Name Type Description Default
path str

Can be a directory where TFRecords must be saved/loaded

required
Source code in otbtf/tfrecords.py
def __init__(self, path: str):
    """
    Params:
        path: Can be a directory where TFRecords must be saved/loaded
    """
    self.dirpath = path
    os.makedirs(self.dirpath, exist_ok=True)
    self.output_types_file = os.path.join(
        self.dirpath, "output_types.json"
    )
    self.output_shapes_file = os.path.join(
        self.dirpath, "output_shapes.json"
    )
    self.output_shapes = self.load(self.output_shapes_file) \
        if os.path.exists(self.output_shapes_file) else None
    self.output_types = self.load(self.output_types_file) \
        if os.path.exists(self.output_types_file) else None

ds2tfrecord(dataset, n_samples_per_shard=100, drop_remainder=True)

Convert and save samples from dataset object to tfrecord files.

^^^^^^^^^^^^^^^^

REQUEST A:
Update the TFRecord code excerpt from "self.output_shapes = self.load(self.output_shapes_file)" through "to tfrecord files.", changing "dataset object" to "dataset instance".
REQUEST B:
Which lines of the rows contain the string "array", matching case? Copy each such line.

INPUT ROWS:
^^^^^^^^^^^^^^^^

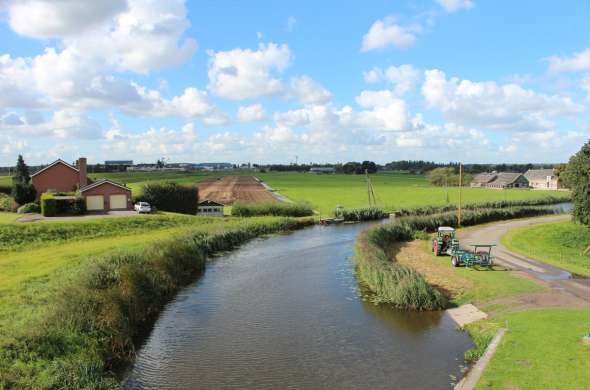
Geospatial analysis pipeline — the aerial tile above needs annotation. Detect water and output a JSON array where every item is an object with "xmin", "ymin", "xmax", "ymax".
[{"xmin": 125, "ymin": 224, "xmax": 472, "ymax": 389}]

^^^^^^^^^^^^^^^^

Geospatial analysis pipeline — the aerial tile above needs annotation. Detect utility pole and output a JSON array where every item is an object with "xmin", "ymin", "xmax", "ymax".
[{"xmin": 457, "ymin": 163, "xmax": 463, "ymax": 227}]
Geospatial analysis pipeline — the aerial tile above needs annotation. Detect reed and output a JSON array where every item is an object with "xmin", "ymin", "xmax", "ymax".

^^^^^^^^^^^^^^^^

FINAL ANSWER A:
self.output_shapes = self.load(self.output_shapes_file) \
        if os.path.exists(self.output_shapes_file) else None
    self.output_types = self.load(self.output_types_file) \
        if os.path.exists(self.output_types_file) else None

ds2tfrecord(dataset, n_samples_per_shard=100, drop_remainder=True)

Convert and save samples from dataset instance to tfrecord files.

FINAL ANSWER B:
Geospatial analysis pipeline — the aerial tile above needs annotation. Detect water and output a JSON array where every item is an object with "xmin", "ymin", "xmax", "ymax".
Geospatial analysis pipeline — the aerial tile above needs annotation. Detect utility pole and output a JSON array where every item is an object with "xmin", "ymin", "xmax", "ymax".
Geospatial analysis pipeline — the aerial tile above needs annotation. Detect reed and output a JSON array where every item is an object with "xmin", "ymin", "xmax", "ymax".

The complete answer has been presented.